Work order >>
Print the listing exactly.

Data for processing >>
--------------------------------

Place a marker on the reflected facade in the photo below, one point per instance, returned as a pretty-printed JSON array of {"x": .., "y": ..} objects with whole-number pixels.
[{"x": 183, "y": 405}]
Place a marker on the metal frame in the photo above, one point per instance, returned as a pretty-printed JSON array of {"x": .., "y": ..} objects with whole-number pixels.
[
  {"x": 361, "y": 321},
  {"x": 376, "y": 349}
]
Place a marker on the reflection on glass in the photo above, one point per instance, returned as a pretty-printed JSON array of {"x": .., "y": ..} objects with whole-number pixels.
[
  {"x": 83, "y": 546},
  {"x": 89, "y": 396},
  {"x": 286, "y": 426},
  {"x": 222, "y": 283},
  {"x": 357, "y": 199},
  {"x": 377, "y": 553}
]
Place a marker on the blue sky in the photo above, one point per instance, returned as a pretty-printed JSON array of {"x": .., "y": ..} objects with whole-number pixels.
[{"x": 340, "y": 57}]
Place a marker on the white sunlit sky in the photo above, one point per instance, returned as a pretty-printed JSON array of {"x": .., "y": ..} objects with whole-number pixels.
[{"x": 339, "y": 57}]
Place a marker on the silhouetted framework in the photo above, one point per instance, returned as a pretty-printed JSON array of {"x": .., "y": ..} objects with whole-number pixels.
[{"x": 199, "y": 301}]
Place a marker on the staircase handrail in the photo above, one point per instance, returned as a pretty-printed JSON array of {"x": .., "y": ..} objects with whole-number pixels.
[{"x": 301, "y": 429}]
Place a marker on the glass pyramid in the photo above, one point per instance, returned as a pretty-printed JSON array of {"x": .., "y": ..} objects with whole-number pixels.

--------------------------------

Task result >>
Place a marker on the reflected facade in the photo below, one point per instance, returned as a pretty-printed JSON array of {"x": .., "y": ..} objects with whole-number pixels.
[{"x": 183, "y": 405}]
Place a marker on the metal frame in the photo above, one point per instance, returned as a pretty-printed JSON array of {"x": .., "y": ..} objects with whole-number pixels.
[
  {"x": 361, "y": 321},
  {"x": 376, "y": 349}
]
Place a marker on the reflection on glass in the photo above, one point per instance, returned as a pretty-printed JSON array of {"x": .., "y": ..} objects with whole-number pixels.
[
  {"x": 83, "y": 546},
  {"x": 89, "y": 396},
  {"x": 286, "y": 426},
  {"x": 222, "y": 283},
  {"x": 357, "y": 199},
  {"x": 377, "y": 553}
]
Place a marker on the blue sky in the photo above, one point per instance, returned as a pretty-printed JSON array of {"x": .., "y": ..} objects with whole-number pixels.
[{"x": 340, "y": 57}]
Place a marker on the white sunlit sky in the photo above, one point per instance, returned as a pretty-printed JSON array of {"x": .., "y": ..} objects with whole-number pixels.
[{"x": 339, "y": 57}]
Place a marker on the silhouetted framework in the photo above, one point per instance, returned as a pretty-printed JSON array of {"x": .., "y": ..} objects with whole-number pixels.
[{"x": 199, "y": 301}]
Place a marker on the staircase handrail in the photo above, one point per instance, returned as a pretty-printed JSON array of {"x": .., "y": ..} objects with whole-number pixels.
[{"x": 301, "y": 429}]
Place a marker on the glass pyramid in the photo above, one point per instance, returned as a pretty-printed JSON array of {"x": .., "y": ..} objects with whole-number pixels.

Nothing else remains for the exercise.